■ AIM OF THE EXERCISE: Please output the data exactly, without omitting anything.

■ GIVEN DATA:

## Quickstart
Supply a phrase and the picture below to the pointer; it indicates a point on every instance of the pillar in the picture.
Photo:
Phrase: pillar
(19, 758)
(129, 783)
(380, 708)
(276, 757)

■ RESULT BELOW:
## Quickstart
Supply a phrase and the picture below to the pointer; it indicates a point on every instance of the pillar in the picture.
Photo:
Phrase: pillar
(19, 758)
(129, 783)
(380, 708)
(276, 757)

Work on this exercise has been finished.